SRA Standards and Regulations (Mar 19)

The new SRA Standards and Regulations, replacing the current SRA Code of Conduct and other parts of the SRA Handbook, will come into force on 26 November 2019.  We commented on this in our November 2018 issue.  (See https://www.legalrisk.co.uk/publications/)

The SRA has promised guidance.  The problem with guidance is that we know from past experience when changes were introduced in 2009, that it is too easy for the SRA to rely on it in relation to alleged breaches which predate it, by saying that it only reflects what has always been the case.

Meanwhile, the SRA has published an updated enforcement strategy which aims to provide greater clarity about how and when they will take action.   (See www.legalrisk.co.uk/news.)

Cyber (Mar 19)

Much of the debate about cyber insurance has been over whether cover for fines under the General Data Protection Regulation (GDPR) is excluded on public policy grounds.  This is a side issue.  A far greater concern is the impact on the business and its clients, as evidenced by last year’s Financial Conduct Authority £16.4 m fine on Tesco Personal Finance plc (Tesco Bank) for failing to exercise due skill, care and diligence in protecting its personal current account holders against a cyber attack.

Two ongoing claims against insurers cause concern about whether insurers will pay out on cyber policies in the event of a claim.  We defer detailed comment as the cases are still pending, save that one in issue, in at least one of these cases, appears to be whether a cyber attack attributed to hostile nation state activity falls within an exclusion for ‘act of war’.

We appreciate that insurance insurers should only have to pay out for the cover they have agreed, and been paid, to provide, and this is particularly so where an insured may be trying to shoehorn a cyber claim into a policy which was not intended to provide cyber cover.

However, if there is to be widespread take up of cyber insurance, and it is in the public interest that there should be, so as to enlarge the pool from which claims can be paid, we need to see reports of cyber insurers paying out on claims and the businesses they have saved.  At present, those reports are few and far between.

Data Protection (Mar 19)

The European Data Protection Board have published Opinion 5/2019 on the interplay between the ePrivacy Directive and the GDPR, in particular regarding the competence, tasks and powers of data protection authorities.

Point-per-instance localization records
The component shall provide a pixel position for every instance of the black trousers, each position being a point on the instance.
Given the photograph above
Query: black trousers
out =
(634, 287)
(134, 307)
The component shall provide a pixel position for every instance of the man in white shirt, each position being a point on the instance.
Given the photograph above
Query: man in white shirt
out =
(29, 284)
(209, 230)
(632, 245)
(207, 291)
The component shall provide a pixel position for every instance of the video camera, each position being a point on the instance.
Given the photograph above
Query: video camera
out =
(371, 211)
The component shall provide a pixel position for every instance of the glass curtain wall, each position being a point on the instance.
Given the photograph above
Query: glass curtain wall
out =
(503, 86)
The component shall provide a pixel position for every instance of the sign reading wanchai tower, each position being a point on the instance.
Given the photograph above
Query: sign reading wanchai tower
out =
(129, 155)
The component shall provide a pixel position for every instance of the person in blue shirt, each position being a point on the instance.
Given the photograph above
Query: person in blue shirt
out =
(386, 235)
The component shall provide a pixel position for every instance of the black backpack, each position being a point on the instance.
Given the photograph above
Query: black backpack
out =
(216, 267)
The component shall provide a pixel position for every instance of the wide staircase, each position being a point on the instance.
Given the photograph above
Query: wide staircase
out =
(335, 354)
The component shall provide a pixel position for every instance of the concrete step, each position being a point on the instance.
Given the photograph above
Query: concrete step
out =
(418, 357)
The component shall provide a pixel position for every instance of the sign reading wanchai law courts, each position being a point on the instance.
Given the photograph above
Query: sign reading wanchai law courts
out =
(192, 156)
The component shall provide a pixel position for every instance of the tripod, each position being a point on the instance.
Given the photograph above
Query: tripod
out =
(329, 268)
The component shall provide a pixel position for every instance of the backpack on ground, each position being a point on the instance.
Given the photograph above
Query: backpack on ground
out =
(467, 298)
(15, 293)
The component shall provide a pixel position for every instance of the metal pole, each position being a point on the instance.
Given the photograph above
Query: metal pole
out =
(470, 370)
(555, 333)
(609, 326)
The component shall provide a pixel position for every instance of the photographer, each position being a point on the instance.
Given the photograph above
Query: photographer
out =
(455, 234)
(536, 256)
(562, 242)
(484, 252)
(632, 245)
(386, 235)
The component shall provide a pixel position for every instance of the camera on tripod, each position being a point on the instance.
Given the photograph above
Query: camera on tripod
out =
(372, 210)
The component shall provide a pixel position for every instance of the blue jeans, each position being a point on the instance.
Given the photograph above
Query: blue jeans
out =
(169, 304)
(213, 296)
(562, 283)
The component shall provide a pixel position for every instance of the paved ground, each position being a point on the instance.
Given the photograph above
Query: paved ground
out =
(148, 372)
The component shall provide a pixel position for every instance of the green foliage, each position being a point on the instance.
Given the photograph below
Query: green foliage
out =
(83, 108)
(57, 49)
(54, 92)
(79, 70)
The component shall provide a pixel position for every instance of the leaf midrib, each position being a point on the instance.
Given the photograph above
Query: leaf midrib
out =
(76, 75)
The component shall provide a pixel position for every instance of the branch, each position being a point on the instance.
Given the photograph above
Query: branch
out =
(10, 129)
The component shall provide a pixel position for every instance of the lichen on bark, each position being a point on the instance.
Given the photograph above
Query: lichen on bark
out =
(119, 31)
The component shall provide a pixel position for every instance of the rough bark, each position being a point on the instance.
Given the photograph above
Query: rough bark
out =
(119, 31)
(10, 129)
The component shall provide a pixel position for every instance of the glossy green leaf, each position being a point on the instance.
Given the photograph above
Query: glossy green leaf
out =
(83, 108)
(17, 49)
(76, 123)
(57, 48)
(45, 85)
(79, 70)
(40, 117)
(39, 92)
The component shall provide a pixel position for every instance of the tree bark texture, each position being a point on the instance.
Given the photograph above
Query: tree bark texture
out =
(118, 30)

> [Task 1]:
Please reproduce the portion of the SRA and cyber update above the records that opens with the words containing "Meanwhile, the SRA" and closes with "action.   (See www.legalrisk.co.uk/news.)".
> [Task 2]:
Write what comes next in the SRA and cyber update, picking up after its final sentence.

> [Final answer 1]:
Meanwhile, the SRA has published an updated enforcement strategy which aims to provide greater clarity about how and when they will take action.   (See www.legalrisk.co.uk/news.)

> [Final answer 2]:
The Advocate General of the Court of Justice of the European Union has issued an Opinion on cookie consent.  In addition to opining, unsurprisingly, that pre-ticked boxes were inadequate for obtaining consent, the Advocate General declared that information should be provided on the duration of the cookies, whether third parties are given access to cookies, and, if so, the identity of the third parties.  See Planet49 GmbH v Bundesverband der Verbraucherzentralen und Verbraucherverbände – Verbraucherzentrale Bundesverband e.V.

HM Government has published guidance, Using personal data after Brexit. A Californian court has ordered discovery of documents despite a GDPR-based objection: see Finjan, Inc. v. Zscaler, Inc.

Links to the above documents are on www.legalrisk.co.uk/news.

Finally on this topic, The Times reported on 26 March 2019 that 2,940 data security incidents were logged by the Ministry of Justice last year.  Litigation practitioners may care to spare a thought before including excessive copies of medical and employment records in multiple court bundles: who knows what becomes of them?

Conflicts of Interest (Mar 19)

Client-imposed terms through outside counsel guidelines are an ever-growing concern, particularly as they may widen the scope of individuals and entities against whom the firm agrees not to act.  The risk is enhanced because terms may be imposed through the ‘back door’ through e-billing arrangements which lead to accounts staff inadvertently accepting changed terms of business.

The case of Falk Pharma GMBH v. Generico, LLC 2019 WL 692670 (Fed. Cir. Feb. 20, 2019) demonstrates that the risk is not purely theoretical.  The court disqualified lawyers from acting against a client’s ‘affiliates’.  However, given that the company in question was a subsidiary of the client with which it shared a legal department, the result is perhaps not too surprising. See www.legalrisk.co.uk/conflicts.